[MATERIAL TO PROCESS start]

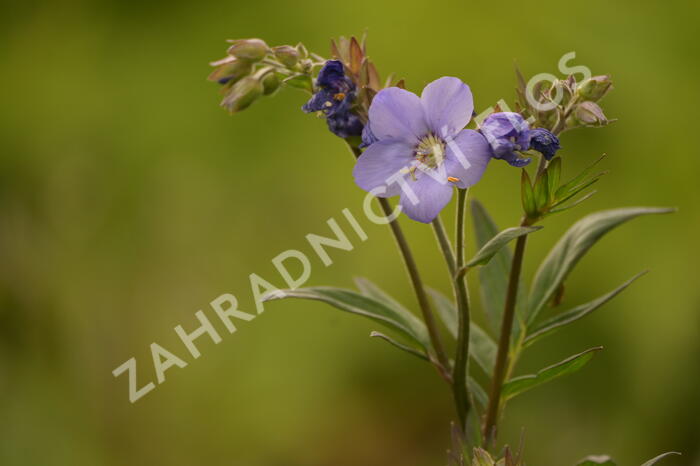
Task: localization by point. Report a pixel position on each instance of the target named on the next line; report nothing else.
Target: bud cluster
(564, 104)
(252, 69)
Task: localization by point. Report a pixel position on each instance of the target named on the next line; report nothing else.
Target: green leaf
(413, 351)
(300, 81)
(654, 460)
(567, 187)
(555, 323)
(446, 310)
(371, 290)
(518, 385)
(491, 248)
(572, 246)
(572, 204)
(350, 301)
(493, 277)
(482, 348)
(594, 460)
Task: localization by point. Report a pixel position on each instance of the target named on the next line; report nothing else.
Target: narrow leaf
(371, 290)
(350, 301)
(554, 172)
(519, 385)
(555, 323)
(527, 195)
(493, 277)
(482, 348)
(593, 460)
(654, 460)
(565, 188)
(413, 351)
(479, 393)
(495, 244)
(578, 201)
(572, 246)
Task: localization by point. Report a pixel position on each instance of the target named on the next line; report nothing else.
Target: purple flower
(544, 142)
(420, 149)
(507, 133)
(368, 137)
(334, 98)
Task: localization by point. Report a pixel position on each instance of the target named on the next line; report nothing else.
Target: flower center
(430, 151)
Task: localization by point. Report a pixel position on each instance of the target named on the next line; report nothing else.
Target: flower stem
(445, 245)
(499, 372)
(416, 281)
(460, 373)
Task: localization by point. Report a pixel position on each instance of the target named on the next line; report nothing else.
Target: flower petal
(448, 105)
(466, 157)
(426, 198)
(398, 114)
(380, 162)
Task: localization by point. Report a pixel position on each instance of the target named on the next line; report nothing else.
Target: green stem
(445, 245)
(500, 369)
(416, 281)
(460, 373)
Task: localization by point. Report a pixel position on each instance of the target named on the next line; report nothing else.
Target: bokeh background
(129, 200)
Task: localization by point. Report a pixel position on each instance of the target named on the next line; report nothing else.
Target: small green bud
(230, 70)
(595, 88)
(590, 114)
(252, 50)
(482, 458)
(287, 55)
(270, 83)
(243, 94)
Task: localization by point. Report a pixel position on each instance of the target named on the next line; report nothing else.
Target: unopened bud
(595, 88)
(287, 55)
(590, 114)
(230, 69)
(252, 50)
(270, 83)
(242, 94)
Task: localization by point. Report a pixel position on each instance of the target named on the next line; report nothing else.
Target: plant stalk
(416, 281)
(461, 372)
(499, 372)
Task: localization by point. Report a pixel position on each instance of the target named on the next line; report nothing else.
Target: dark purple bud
(507, 133)
(544, 142)
(368, 137)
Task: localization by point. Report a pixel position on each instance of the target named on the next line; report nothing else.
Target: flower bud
(252, 50)
(287, 55)
(230, 69)
(270, 83)
(590, 114)
(243, 94)
(595, 88)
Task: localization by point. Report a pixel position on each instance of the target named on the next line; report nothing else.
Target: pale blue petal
(448, 104)
(379, 164)
(398, 114)
(430, 198)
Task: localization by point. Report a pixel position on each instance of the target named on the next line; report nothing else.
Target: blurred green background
(129, 200)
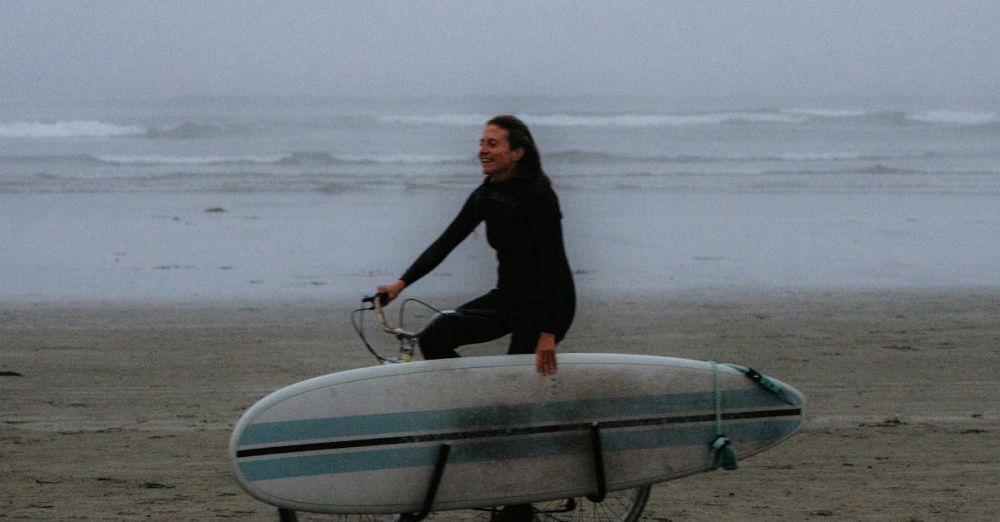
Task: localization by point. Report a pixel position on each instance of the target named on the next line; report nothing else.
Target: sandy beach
(123, 412)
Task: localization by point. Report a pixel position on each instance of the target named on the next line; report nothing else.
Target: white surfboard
(369, 440)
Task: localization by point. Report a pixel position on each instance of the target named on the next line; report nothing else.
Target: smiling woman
(534, 299)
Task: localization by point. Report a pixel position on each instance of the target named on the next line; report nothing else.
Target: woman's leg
(477, 321)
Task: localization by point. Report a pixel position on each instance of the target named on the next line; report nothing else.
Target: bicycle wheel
(618, 506)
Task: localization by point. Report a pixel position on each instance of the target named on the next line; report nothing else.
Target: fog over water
(116, 49)
(216, 150)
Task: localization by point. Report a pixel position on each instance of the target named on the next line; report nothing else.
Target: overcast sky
(111, 49)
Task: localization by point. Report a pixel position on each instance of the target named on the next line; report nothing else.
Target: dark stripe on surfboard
(527, 430)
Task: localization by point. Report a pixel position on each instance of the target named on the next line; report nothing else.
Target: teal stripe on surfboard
(478, 417)
(510, 448)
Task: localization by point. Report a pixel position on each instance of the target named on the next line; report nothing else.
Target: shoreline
(123, 410)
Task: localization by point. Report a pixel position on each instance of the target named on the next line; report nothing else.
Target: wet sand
(122, 412)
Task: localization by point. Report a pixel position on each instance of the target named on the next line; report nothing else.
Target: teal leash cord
(722, 452)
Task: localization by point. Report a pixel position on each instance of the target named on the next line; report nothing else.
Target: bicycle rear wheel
(618, 506)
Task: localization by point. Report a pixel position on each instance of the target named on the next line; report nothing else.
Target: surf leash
(722, 453)
(765, 382)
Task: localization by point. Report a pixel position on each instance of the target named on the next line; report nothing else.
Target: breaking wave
(68, 129)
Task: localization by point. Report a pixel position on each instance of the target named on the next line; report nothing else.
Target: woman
(534, 299)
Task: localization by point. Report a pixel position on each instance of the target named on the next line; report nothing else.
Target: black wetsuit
(534, 291)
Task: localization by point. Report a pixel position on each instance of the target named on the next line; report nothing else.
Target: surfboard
(370, 440)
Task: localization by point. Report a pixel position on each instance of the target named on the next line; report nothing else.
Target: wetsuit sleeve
(546, 234)
(459, 229)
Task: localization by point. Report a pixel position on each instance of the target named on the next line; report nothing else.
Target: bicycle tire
(618, 506)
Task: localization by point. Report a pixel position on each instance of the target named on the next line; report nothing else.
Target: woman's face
(498, 160)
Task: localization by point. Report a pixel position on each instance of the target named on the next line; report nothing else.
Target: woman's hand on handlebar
(391, 290)
(545, 354)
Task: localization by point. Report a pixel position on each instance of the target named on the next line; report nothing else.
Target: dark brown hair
(530, 165)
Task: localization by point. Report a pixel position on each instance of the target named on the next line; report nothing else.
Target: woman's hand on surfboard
(392, 290)
(545, 354)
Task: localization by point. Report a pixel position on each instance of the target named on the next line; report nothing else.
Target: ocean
(255, 198)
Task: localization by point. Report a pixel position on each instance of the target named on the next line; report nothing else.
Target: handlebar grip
(382, 297)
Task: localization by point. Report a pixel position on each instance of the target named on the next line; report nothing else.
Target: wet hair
(530, 165)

[MATERIAL TO PROCESS end]

Without the pictures, retype the whole of the material above exactly.

Task: localization by point. Report a pixel position on each instance of the target named on the next line; report nothing else.
Target: bud cluster
(564, 104)
(252, 69)
Task: localization by point. Report a pixel position on each instance of the target named on the next line; report nothing else.
Target: green leaf
(413, 351)
(300, 81)
(654, 460)
(567, 187)
(555, 323)
(446, 310)
(371, 290)
(518, 385)
(491, 248)
(572, 246)
(572, 204)
(350, 301)
(493, 277)
(482, 348)
(594, 460)
Task: localization by point. Report a pixel position on each instance of the target named on the next line; report nothing else.
Target: narrow leaf
(371, 290)
(350, 301)
(554, 172)
(519, 385)
(555, 323)
(527, 195)
(493, 277)
(482, 348)
(593, 460)
(654, 460)
(565, 188)
(413, 351)
(479, 393)
(495, 244)
(578, 201)
(572, 246)
Task: localization by point. Report a pixel position on each instance of the target named on the next line; report nothing else.
Target: purple flower
(544, 142)
(420, 149)
(507, 133)
(368, 137)
(334, 98)
Task: localization by point. Report a pixel position on each instance of the target named on the next line; report nothing else.
Target: flower center
(430, 151)
Task: localization by point. Report a pixel position on each instance of the target named on the next line; report nothing else.
Target: flower stem
(445, 245)
(499, 372)
(416, 281)
(460, 373)
Task: localization by point. Report a pixel position on each instance of the target named on the next line; report nothing else.
Target: flower petal
(448, 105)
(466, 157)
(426, 198)
(398, 114)
(380, 162)
Task: localization by point. Report a pixel position on each instance of the target named on the next line; report nothing else.
Target: green stem
(445, 245)
(500, 369)
(416, 281)
(460, 373)
Task: localization by point. Report a pixel position on each instance of the target named on the next line; report nothing else.
Target: bokeh background
(129, 200)
Task: localization by point. Report a pixel position on each instance of the target named on the next line; report nothing else.
Target: small green bud
(230, 70)
(595, 88)
(590, 114)
(252, 50)
(482, 458)
(287, 55)
(270, 83)
(243, 94)
Task: localization by point. Report a pixel position on each instance of the target named on the next line; report nothing else.
Target: unopened bud
(595, 88)
(287, 55)
(590, 114)
(230, 69)
(252, 50)
(270, 83)
(242, 94)
Task: localization by point. Report a pixel position on each instance of the target named on the next line; report nothing else.
Target: plant stalk
(416, 281)
(461, 372)
(499, 372)
Task: localization by point. Report a pixel position on each instance of the target named on the next line; report nothing else.
Target: dark purple bud
(507, 133)
(544, 142)
(368, 137)
Task: localization by point. Report a pixel position on each instance of the target named on the next line; report nothing else.
Target: flower bud
(252, 50)
(287, 55)
(230, 69)
(270, 83)
(590, 114)
(243, 94)
(595, 88)
Task: localization by point. Report a pixel position on each instance of the target named on the next line; report nothing else.
Target: pale blue petal
(448, 104)
(379, 164)
(398, 114)
(430, 198)
Task: localization by point. Report a pixel position on each instance of the target named on the next line; report nothing else.
Target: blurred green background
(129, 200)
Task: localization by point. Report a pixel position on each instance of the target named on the next line; report nothing else.
Target: sandy beach
(123, 412)
Task: localization by point. Report a pixel position on each instance of the target named on the next line; report nothing else.
Target: white surfboard
(369, 440)
Task: localization by point. Report a pixel position on each instance of the target named on the next line; report nothing else.
Target: smiling woman
(534, 299)
Task: localization by point. Report a pixel position on each instance of the target named on the next line; report nothing else.
Target: woman's leg
(477, 321)
Task: localization by point. Report a pixel position on each instance of the target named on the next line; report nothing else.
Target: bicycle wheel
(618, 506)
Task: localization by point. Report a pixel position on each instance of the target named on the next line; report nothing else.
Target: fog over water
(116, 49)
(216, 150)
Task: localization by point. Report a pixel position on each instance of the target named on the next line; report nothing else.
Target: overcast sky
(111, 49)
Task: localization by point. Report a pixel position on each instance of the target named on the next line; report nothing else.
Target: dark stripe on surfboard
(527, 430)
Task: localization by point. Report a pixel position on each instance of the target named on the next line; report nothing else.
Target: teal stripe on surfboard
(478, 417)
(510, 448)
Task: localization by point. Report a pixel position on each instance of the target named on the next line; report nothing else.
Target: shoreline
(123, 410)
Task: localization by point. Report a pixel position on each instance of the target named on the next line; report nothing else.
Target: wet sand
(122, 412)
Task: localization by point. Report a pixel position on each instance of the target named on the next line; report nothing else.
Target: teal leash cord
(722, 452)
Task: localization by point. Report a pixel position on each instance of the target named on the next line; report nothing else.
Target: bicycle rear wheel
(618, 506)
Task: localization by point. Report a pixel position on each instance of the target named on the next line; report nothing else.
Target: surf leash
(722, 453)
(765, 382)
Task: localization by point. Report a pixel position on each instance of the target named on the next line; report nothing else.
Target: breaking wave
(68, 129)
Task: localization by point. Report a pixel position on each instance of the target named on the next line; report nothing else.
Target: woman
(534, 299)
Task: localization by point. Report a pixel position on each instance of the target named on the next line; report nothing else.
Target: black wetsuit
(534, 291)
Task: localization by point. Report a pixel position on each instance of the target named on the next line; report nothing else.
Target: surfboard
(370, 440)
Task: localization by point. Report a pixel position on each instance of the target named on the next line; report nothing else.
Target: wetsuit sleeve
(546, 234)
(459, 229)
Task: localization by point. Report a pixel position on each instance of the target named on the next line; report nothing else.
Target: bicycle tire
(618, 506)
Task: localization by point. Report a pixel position on each instance of the target named on the next line; report nothing else.
Target: woman's face
(498, 160)
Task: localization by point. Report a pixel position on each instance of the target named on the next line; report nothing else.
Target: woman's hand on handlebar
(391, 290)
(545, 354)
Task: localization by point. Report a pixel position on each instance of the target named on the next line; report nothing else.
Target: dark brown hair
(530, 165)
Task: localization by point. Report a pixel position on each instance of the target named on the next line; report nothing else.
Target: woman's hand on surfboard
(392, 290)
(545, 354)
Task: localization by point. Report a pixel position on each instance of the target named on the next line; report nothing else.
Target: ocean
(255, 198)
Task: localization by point. Report a pixel position on each instance of the target named on the next line; report nothing else.
Target: handlebar grip
(382, 297)
Task: localization by point. Report a pixel position on each instance of the target named on the next line; report nothing else.
Target: wet hair
(530, 165)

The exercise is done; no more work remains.